AUFGABENTEILE |
**a)** Fass den entnommenen Text in zwei Sätzen zusammen.
**b)** Beantworte anhand des entnommenen Textes diese Fragen:
(i) Für wann ist die Ausstellungseröffnung geplant?
(ii) Aus wem setzt sich die Arbeitsgemeinschaft Dauerausstellung „Hotel Silber“ zusammen?
(iii) Mit welchen zwei Wörtern wird gelebte Homosexualität laut Text diskreditiert?

Das in jahrelanger Recherchearbeit erworbene Detailwissen kann ich in die Arbeitsgemeinschaft Dauerausstellung „Hotel Silber“ einbringen, welche sich aus Mitarbeitenden des Hauses der Geschichte und unserer Initiative Lern- und Gedenkort Hotel Silber zusammensetzt. Die Ausstellungseröffnung ist für Dezember 2018 geplant.
Zukunftswunsch
Es sind nicht wenige Repräsentant*innen der katholischen Kirche, evangelikaler Gruppen und islamischer Verbände, die noch heute eine vollständige Gleichberechtigung von Frauen ablehnen sowie gelebte Homosexualität immer noch als „widernatürlich“ und „abnormal“ diskreditieren. Damit stärken sie einen gefährlichen Nährboden für radikalere Formen der Abwertung, Ausgrenzung und Diskriminierung bis hin zu Hass und Gewalt. Daran können rechtspopulistische, neonazistische und islamistische sowie christlich-fundamentalistische Kreise anknüpfen. Mein Wunsch ist, dass die ideologischen Grundlagen der Abwertung und Ausgrenzung von LSBTTIQ-Menschen und dabei die besondere Rolle der beiden Amtskirchen, islamischer Verbände und der Universitäten verstärkt beleuchtet und möglichst durch diese selbst nachhaltig aufgearbeitet werden. Denn gerade diese wirken in vielen Köpfen noch immer subtil weiter.

MATERIAL |

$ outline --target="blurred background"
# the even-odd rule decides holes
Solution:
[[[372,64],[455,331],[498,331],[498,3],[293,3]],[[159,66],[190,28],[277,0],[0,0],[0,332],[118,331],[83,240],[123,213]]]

ERGEBNISSE |
**a)** Das in jahrelanger Recherche erworbene Detailwissen kann in die Arbeitsgemeinschaft zur Dauerausstellung „Hotel Silber“ eingebracht werden, deren Eröffnung für Dezember 2018 geplant ist. Gewünscht wird, dass die ideologischen Grundlagen der Abwertung und Ausgrenzung von LSBTTIQ-Menschen und die besondere Rolle der beiden Amtskirchen, islamischer Verbände und der Universitäten stärker beleuchtet und möglichst von diesen selbst aufgearbeitet werden.

**b)**
(i) Für Dezember 2018.
(ii) Aus Mitarbeitenden des Hauses der Geschichte und der Initiative Lern- und Gedenkort Hotel Silber.
(iii) „widernatürlich“ und „abnormal“.